• _Obiettivo del compito_:
Converta il materiale seguente in un CSV a due colonne, "testo" e "risposta", con una riga per ogni testo e la sua risposta, ciascuno in un unico campo tra virgolette e con gli a capo sostituiti da spazi. Cominci dalla riga che contiene "Question: What bounding box encloses the tree branch" e si fermi dopo quella che contiene "0, 315, 193, 350".

• _Righe di dati_:
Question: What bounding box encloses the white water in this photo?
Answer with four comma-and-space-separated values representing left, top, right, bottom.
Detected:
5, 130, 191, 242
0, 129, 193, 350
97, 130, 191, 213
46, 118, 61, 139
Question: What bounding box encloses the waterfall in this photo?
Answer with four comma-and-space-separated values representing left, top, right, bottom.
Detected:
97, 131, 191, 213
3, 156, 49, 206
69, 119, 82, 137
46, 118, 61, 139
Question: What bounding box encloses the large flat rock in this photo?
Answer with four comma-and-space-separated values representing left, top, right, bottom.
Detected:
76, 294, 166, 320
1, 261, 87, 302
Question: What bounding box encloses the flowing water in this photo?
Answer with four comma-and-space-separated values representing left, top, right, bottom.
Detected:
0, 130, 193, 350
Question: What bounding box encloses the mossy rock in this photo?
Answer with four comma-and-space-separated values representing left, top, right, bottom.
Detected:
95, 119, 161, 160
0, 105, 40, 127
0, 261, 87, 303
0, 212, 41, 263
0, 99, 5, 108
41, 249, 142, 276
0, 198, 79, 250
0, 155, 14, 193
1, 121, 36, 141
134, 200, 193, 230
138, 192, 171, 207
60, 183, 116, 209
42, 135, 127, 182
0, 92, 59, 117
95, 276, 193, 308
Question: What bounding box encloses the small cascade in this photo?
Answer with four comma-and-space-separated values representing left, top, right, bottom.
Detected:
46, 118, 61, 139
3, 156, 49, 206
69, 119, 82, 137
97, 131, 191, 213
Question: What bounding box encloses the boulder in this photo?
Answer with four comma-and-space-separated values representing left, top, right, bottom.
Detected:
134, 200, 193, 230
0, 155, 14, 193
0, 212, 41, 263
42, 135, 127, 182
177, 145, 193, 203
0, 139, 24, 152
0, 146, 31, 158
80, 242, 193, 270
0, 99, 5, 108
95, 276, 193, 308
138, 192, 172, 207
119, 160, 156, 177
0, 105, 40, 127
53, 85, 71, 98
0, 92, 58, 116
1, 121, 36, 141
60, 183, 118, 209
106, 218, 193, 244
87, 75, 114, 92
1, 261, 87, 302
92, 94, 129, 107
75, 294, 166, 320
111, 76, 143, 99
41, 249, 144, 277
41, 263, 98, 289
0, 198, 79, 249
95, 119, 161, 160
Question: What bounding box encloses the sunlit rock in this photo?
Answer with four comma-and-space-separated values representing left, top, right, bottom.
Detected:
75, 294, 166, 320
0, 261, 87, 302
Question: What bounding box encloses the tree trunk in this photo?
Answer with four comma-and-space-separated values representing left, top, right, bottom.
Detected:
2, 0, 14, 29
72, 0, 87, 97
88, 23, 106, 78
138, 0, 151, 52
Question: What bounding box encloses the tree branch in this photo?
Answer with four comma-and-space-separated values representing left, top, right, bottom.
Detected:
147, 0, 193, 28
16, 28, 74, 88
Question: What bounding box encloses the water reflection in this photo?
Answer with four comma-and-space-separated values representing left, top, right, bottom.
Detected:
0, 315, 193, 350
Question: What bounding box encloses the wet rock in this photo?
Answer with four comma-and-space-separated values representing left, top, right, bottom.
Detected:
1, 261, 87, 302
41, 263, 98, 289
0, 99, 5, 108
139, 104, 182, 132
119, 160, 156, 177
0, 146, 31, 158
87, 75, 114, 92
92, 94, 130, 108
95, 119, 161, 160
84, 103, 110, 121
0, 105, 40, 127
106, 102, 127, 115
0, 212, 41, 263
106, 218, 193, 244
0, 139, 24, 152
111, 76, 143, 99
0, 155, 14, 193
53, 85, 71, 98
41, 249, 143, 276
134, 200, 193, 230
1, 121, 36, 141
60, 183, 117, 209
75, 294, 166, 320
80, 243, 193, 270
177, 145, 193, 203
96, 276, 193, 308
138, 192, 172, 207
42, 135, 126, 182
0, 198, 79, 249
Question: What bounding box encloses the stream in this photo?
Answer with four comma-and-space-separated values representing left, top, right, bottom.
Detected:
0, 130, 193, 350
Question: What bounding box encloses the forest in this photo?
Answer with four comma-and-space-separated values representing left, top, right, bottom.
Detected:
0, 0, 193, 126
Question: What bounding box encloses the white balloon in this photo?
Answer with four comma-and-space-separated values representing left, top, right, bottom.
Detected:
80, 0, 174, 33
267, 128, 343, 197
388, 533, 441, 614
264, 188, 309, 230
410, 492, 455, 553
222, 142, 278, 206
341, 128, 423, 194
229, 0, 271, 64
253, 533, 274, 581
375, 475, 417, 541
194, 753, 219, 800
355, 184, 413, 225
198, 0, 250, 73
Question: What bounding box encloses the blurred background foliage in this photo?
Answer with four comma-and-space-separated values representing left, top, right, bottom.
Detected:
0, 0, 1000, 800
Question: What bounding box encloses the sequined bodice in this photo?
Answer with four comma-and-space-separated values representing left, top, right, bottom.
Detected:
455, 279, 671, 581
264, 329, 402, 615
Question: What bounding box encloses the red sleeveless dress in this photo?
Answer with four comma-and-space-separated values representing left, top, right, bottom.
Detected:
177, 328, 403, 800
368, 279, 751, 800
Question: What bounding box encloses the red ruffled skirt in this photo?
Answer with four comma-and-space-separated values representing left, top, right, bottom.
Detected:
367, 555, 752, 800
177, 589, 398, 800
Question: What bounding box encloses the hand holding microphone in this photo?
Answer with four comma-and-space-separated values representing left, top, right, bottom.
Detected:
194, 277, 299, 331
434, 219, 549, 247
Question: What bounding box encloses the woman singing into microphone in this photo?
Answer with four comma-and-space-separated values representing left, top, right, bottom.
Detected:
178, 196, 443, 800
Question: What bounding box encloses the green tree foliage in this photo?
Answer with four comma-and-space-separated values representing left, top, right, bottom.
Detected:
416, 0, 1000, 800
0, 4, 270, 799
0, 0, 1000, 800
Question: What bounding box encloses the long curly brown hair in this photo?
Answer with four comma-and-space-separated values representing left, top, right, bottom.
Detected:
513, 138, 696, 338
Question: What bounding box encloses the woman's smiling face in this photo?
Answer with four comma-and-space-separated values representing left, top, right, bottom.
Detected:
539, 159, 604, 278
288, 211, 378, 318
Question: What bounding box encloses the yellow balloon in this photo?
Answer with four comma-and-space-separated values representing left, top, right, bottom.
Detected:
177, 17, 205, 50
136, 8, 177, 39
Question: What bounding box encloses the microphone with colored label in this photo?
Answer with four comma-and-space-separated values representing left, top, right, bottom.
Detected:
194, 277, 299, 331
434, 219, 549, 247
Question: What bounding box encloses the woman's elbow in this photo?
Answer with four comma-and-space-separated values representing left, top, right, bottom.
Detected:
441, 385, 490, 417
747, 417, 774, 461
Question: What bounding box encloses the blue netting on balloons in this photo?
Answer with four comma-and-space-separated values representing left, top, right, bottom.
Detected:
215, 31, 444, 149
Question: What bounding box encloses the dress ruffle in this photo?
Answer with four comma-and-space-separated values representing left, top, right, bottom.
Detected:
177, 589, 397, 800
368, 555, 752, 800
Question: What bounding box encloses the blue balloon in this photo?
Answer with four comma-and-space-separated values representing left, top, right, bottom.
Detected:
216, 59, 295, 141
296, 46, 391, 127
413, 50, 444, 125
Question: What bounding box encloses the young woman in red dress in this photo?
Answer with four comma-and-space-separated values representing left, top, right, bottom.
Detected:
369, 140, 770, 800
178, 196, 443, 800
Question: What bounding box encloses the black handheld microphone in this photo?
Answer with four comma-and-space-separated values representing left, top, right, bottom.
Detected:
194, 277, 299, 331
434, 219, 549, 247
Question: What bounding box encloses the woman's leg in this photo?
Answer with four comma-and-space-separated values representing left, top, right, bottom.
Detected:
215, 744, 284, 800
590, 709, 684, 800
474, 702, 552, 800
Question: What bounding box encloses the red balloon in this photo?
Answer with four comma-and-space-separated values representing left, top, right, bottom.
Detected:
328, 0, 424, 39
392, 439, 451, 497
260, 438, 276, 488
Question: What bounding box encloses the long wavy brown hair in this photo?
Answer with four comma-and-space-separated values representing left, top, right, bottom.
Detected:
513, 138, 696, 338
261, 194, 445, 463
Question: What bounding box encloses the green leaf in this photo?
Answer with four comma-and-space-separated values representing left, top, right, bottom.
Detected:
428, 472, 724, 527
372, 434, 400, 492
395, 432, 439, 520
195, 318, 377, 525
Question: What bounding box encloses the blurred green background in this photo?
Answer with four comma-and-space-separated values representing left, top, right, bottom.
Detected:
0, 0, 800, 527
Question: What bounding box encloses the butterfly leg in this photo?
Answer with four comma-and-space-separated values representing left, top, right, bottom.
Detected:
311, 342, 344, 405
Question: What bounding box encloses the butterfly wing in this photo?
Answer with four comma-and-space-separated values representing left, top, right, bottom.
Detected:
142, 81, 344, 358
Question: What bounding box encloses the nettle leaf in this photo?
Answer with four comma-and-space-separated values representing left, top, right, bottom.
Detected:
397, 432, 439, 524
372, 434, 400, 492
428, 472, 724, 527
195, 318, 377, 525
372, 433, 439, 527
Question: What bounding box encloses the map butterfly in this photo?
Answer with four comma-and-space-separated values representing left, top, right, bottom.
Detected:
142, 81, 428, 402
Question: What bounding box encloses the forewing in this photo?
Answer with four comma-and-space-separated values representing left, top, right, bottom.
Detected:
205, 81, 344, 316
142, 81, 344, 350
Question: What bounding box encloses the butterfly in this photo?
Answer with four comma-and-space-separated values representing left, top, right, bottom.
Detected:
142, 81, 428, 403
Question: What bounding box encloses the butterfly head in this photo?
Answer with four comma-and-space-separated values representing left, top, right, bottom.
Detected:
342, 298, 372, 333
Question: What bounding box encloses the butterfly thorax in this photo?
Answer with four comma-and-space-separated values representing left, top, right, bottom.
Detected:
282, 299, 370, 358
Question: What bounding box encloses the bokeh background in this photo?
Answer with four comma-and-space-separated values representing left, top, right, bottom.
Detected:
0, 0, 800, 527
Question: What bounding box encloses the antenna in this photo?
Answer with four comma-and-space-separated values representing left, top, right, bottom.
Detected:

• _Risposta al compito_:
testo,risposta
"Question: What bounding box encloses the tree branch in this photo? Answer with four comma-and-space-separated values representing left, top, right, bottom. Detected:","147, 0, 193, 28 16, 28, 74, 88"
"Question: What bounding box encloses the water reflection in this photo? Answer with four comma-and-space-separated values representing left, top, right, bottom. Detected:","0, 315, 193, 350"